• **COMPLETE THE FOLLOWING**
1. For the audio and speech coding passage, decide whether each statement agrees with it. Answer yes or no for each, and quote the deciding words from the passage. (a) The analyzer divides the input signal into different portions. (b) The system is meant for devices that all operate at one sampling frequency. (c) When the signal is in a transition state, the encoder provides phase information about N sinusoids.
2. Rewrite the paragraph of the audio and speech coding passage that begins "A system and method for processing" as a short list, keeping its main facts.
3. According to the audio and speech coding passage, what does the decoder end use the phase information about N sinusoids for?

• **TEXT PASSAGE**
----------

A system and method for processing of audio and speech signals is disclosed, which provide compatibility over a range of communication devices operating at different sampling frequencies and/or bit rates. The analyzer of the system divides the input signal in different portions, at least one of which carries information sufficient to provide intelligible reconstruction of the input signal. The analyzer also encodes separate information about other portions of the signal in an embedded manner, so that a smooth transition can be achieved from low bit-rate to high bit-rate applications. Accordingly, communication devices operating at different sampling rates and/or bit-rates can extract corresponding information from the output bit stream of the analyzer. In the present invention embedded information generally relates to separate parameters of the input signal, or to additional resolution in the transmission of original signal parameters. Non-linear techniques for enhancing the overall performance of the system are also disclosed. Also disclosed is a novel method of improving the quantization of signal parameters. In a specific embodiment the input signal is processed in two or more modes dependent on the state of the signal in a frame. When the signal is determined to be in a transition state, the encoder provides phase information about N sinusoids, which the decoder end uses to improve the quality of the output signal at low bit rates.

----------

• **INFORMATION SHOWN**
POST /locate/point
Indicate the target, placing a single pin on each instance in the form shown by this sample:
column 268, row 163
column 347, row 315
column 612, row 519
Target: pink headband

----------

• **EXERCISE SOLUTIONS**
1.
(a) Yes: "The analyzer of the system divides the input signal in different portions"
(b) No: "compatibility over a range of communication devices operating at different sampling frequencies and/or bit rates"
(c) Yes: "When the signal is determined to be in a transition state, the encoder provides phase information about N sinusoids"

2.
- The disclosed system and method process audio and speech signals. They support communication devices that operate at different sampling frequencies and/or bit rates.
- The analyzer splits the input signal into portions. At least one portion carries enough information for an intelligible reconstruction.
- Information about the other portions is encoded in an embedded manner. This allows a smooth transition from low to high bit rates.
- Each device extracts the information that matches its own rate from the analyzer's output bit stream.
- The embedded information covers separate signal parameters or added resolution for the original parameters.
- Non-linear techniques for better overall performance are also disclosed, along with a new method of improving parameter quantization.
- In one embodiment, each frame is processed in one of two or more modes, depending on the state of the signal. In a transition state, the encoder sends phase information about N sinusoids, and the decoder uses it to improve output quality at low bit rates.

3. The decoder end uses it to improve the quality of the output signal at low bit rates.